## REQUIREMENTS:
From the rows below, copy out every line that contains the string "instance". Case matters.
# Start of RECORDS TO PROCESS
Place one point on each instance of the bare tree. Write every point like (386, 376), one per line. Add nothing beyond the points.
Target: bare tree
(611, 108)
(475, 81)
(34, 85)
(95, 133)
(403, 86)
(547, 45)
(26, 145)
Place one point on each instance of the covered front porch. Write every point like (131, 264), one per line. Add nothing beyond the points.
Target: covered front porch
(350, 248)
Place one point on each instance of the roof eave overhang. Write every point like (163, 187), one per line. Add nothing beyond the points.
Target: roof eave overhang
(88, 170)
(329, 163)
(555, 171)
# End of RECORDS TO PROCESS
# Start of RECORDS TO PROCESS
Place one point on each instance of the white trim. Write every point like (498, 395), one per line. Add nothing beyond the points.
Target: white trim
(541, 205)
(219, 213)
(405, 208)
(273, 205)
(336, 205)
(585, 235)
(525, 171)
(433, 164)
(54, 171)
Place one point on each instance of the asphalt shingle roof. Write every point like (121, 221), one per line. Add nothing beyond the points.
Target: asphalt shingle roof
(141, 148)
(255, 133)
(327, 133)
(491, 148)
# End of RECORDS TO PROCESS
## ANSWER BELOW:
Place one point on each instance of the bare tree. Write every point like (386, 376), one per line. Add nothing beyond the points.
Place one point on each instance of the covered front porch. Write every point like (131, 264), one per line. Add nothing beyond the points.
Place one point on each instance of the roof eave overhang. Write every point like (163, 187), one per line. Add nothing beyond the points.
Place one point on each instance of the white trim. Write every point like (498, 395), one per line. Add nothing beyond the points.
Place one point on each instance of the asphalt shingle roof. Write every point like (121, 221), one per line. Add nothing beyond the points.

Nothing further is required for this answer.